Task requirements -
1) Give again the stretch of the oil rig thread from "Amazing what you" through "ashore in gallery.".
2) According to the oil rig thread, which tug joined the search for the rig without success?
3) Pick up the oil rig thread where it stops and continue it.

Reading passage -
..........

# Oil Rig Ashore Tristan De Cunha



## hawkey01 (Mar 15, 2006)

Amazing what you find when surfing. Came across the following story which I thought would interest members.

'Tug Mighty Deliverer towing semi-sub platform PXXI from Macae Brazil to Capetown. During severe weather tow released. Visual contact kept but on 16th May contact lost. Resighted on the 23rd May but lost again. Tug Ruby Deliverer joined search without success. 
Rig PXXI found by Tristan islanders ashore on reef at Trypot south east coast of Tristan de Cunha.'

Full story can be read on the Tristan web site, which is very interesting and many ship matters related there with pictures.
I recommend a visit.
the site address:
http://www.tristandc.com
Will post picture of rig ashore in gallery.
Hawkey01 (Read)


----------



## Frank P (Mar 13, 2005)

An interesting story Hawkey,
In 2006 with all the technology available, how do you loose contact with a 6000tn semi-submersible? 
Surely they could have kept it safely within range for the radar to see it.

..........

Given data -
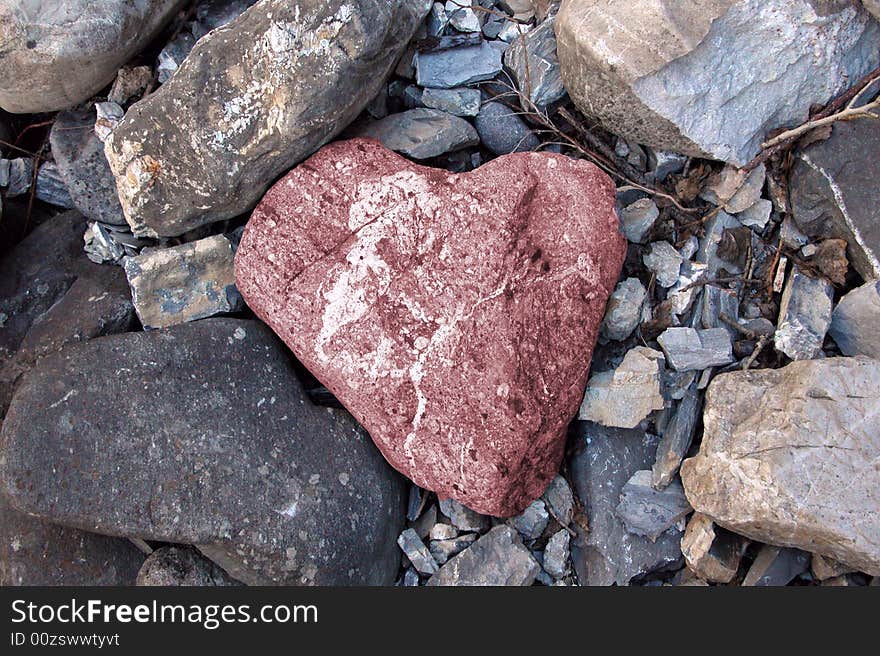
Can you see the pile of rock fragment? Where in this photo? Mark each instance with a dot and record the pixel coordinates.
(490, 292)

..........

Per-task outputs -
1)
Amazing what you find when surfing. Came across the following story which I thought would interest members.

'Tug Mighty Deliverer towing semi-sub platform PXXI from Macae Brazil to Capetown. During severe weather tow released. Visual contact kept but on 16th May contact lost. Resighted on the 23rd May but lost again. Tug Ruby Deliverer joined search without success. 
Rig PXXI found by Tristan islanders ashore on reef at Trypot south east coast of Tristan de Cunha.'

Full story can be read on the Tristan web site, which is very interesting and many ship matters related there with pictures.
I recommend a visit.
the site address:
http://www.tristandc.com
Will post picture of rig ashore in gallery.

2) The tug Ruby Deliverer.

3)
You would of thought that there would be some kind of beacon on board.

Frank


----------



## david (Oct 14, 2004)

Hawkeye,
How apt is your SN name!!
Only a hawk could pick out that site from all the clutter!!
Congrats from down under.
Regards
David D.


----------



## exsailor (Dec 18, 2005)

Salvage work on rig 'Turtle' being attempted. Full details on www.tristandc.com/newsofPXXI.php


----------



## hawkey01 (Mar 15, 2006)

Update on the PXXI rig. Tug Zouros Hellas 1487 tons 10,000bhp on station
with salvage team. Attempts from 29thJune-1st July unsuccessful. Did not manage to move rig. Another tug Fairmont Sherpa being despatched from Capetown 5th July. Eta Tristan 10/11th July. Departure not yet confirmed.
Full story and update can be viewed www.tristandc.com

Hawkey01 (egg)


----------



## hawkey01 (Mar 15, 2006)

I know this is a very old thread but thought I would just update with the latest news.
The Governor of StHelena and its department Tristan de Cunha has issued a permit under the Environmental Protection (Overseas Territories) Order 1988 for the stranded rig to be disposed of at sea. , with due regard to meeting environmental concerns. Work could start Mid December. Full news on www.tristandc.com
Hawkey01


----------



## hawkey01 (Mar 15, 2006)

*Rig update*

Update on the oil rig.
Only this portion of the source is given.